#### Material for this exercise
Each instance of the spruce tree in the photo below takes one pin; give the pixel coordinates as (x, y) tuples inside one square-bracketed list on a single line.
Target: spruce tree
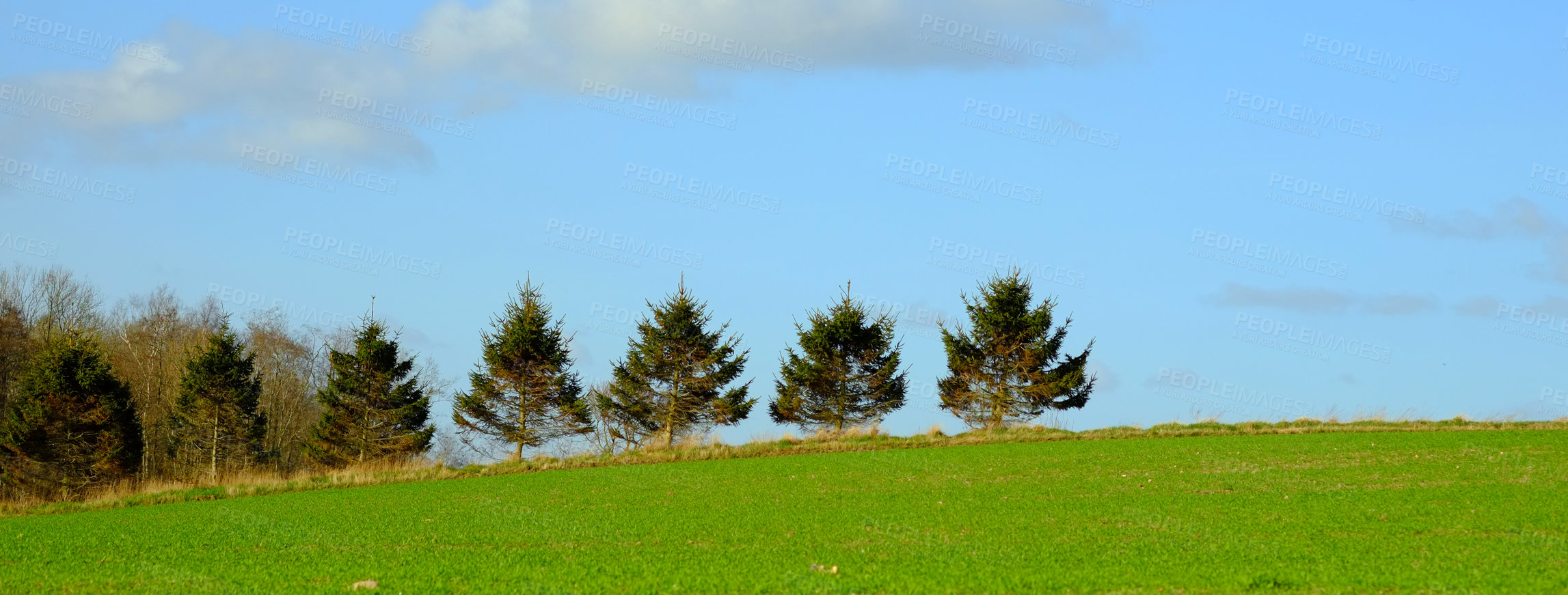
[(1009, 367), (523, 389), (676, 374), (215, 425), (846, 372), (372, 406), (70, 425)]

--

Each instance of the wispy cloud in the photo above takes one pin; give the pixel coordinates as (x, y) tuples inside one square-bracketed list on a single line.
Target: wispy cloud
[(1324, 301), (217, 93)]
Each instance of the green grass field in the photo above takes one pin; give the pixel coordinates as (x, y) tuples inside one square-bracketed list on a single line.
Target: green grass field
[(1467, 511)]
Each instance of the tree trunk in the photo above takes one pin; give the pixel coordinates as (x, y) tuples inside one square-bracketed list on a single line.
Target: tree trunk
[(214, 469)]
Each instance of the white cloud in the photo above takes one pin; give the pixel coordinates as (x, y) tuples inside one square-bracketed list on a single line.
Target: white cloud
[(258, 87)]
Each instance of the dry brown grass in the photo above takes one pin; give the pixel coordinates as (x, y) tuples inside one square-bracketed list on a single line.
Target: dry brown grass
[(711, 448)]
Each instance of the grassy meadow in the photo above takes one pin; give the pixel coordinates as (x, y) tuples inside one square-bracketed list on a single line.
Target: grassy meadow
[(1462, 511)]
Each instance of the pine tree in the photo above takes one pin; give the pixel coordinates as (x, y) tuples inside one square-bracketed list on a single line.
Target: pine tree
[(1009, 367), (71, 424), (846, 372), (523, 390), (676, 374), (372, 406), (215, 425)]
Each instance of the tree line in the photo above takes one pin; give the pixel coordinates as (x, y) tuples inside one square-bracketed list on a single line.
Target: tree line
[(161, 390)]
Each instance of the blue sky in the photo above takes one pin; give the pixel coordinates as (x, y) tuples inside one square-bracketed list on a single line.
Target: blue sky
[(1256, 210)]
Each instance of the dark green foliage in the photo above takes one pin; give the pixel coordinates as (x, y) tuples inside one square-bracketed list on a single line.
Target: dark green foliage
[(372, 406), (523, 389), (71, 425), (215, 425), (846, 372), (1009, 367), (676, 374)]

==

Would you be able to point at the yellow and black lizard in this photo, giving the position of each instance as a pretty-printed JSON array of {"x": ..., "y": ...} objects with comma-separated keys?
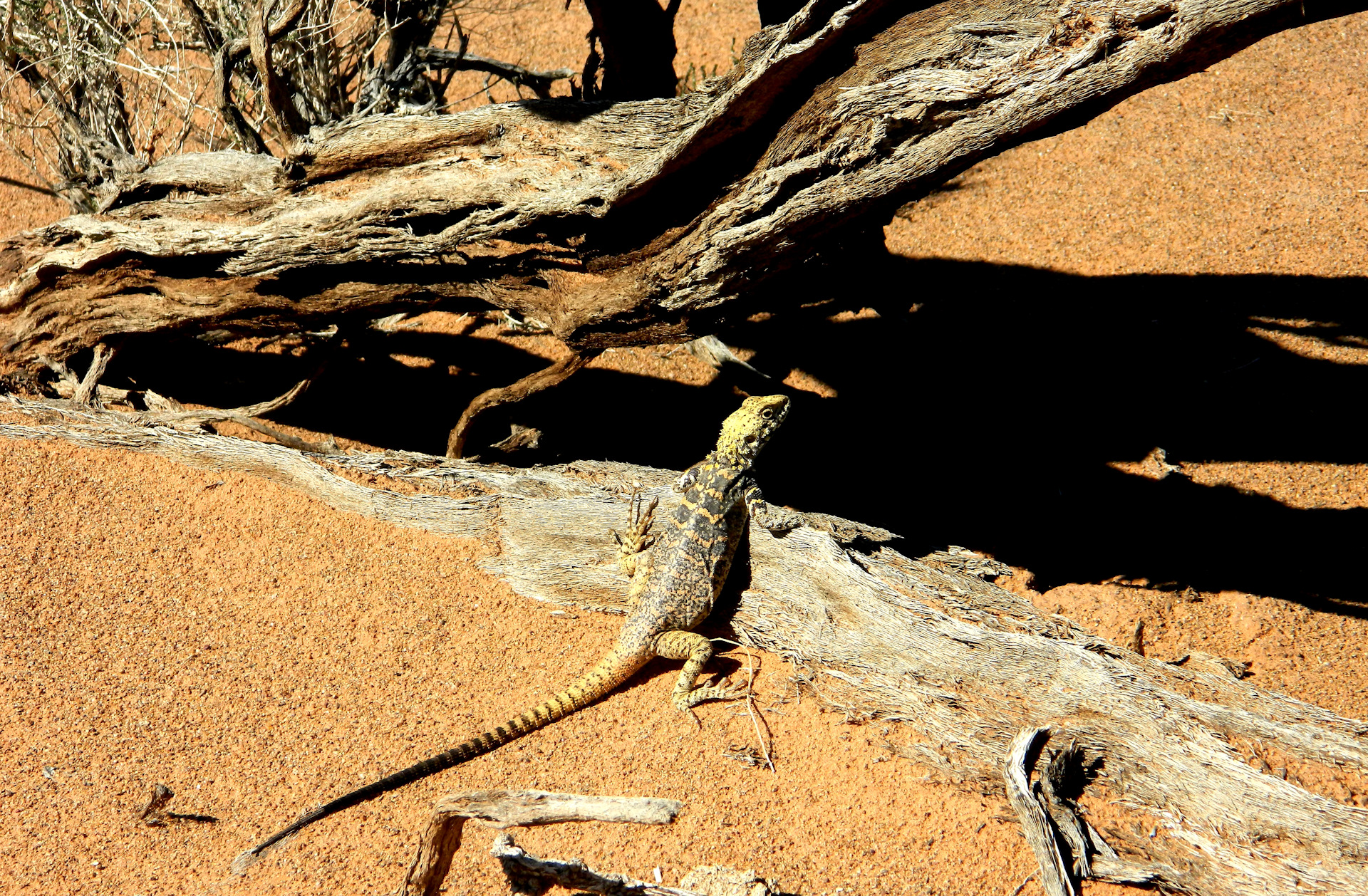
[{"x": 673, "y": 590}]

#### Aim of the exercise
Reproduce the listing from the line containing "Each instance of the white" down to the line containing "[(1462, 511)]", substituting "open meadow" for "grassy meadow" and leaving everything else unchanged.

#### Task result
Each instance of the white cloud in the photo above takes one pin; give the pixel coordinates as (x, y) tuples inside one square-bracketed list on a single line.
Target: white cloud
[(258, 87)]
Each instance of the dry brown grass in the photo above takes one pin; give the pixel coordinates as (x, y) tuples inside one square-bracketed list on a single line.
Target: dry brown grass
[(711, 448)]
Each instance of the open meadow in the photo above takes one pin; give the pixel coordinates as (x, y) tuples inside one square-bracketed list on a single line.
Target: open meadow
[(1462, 511)]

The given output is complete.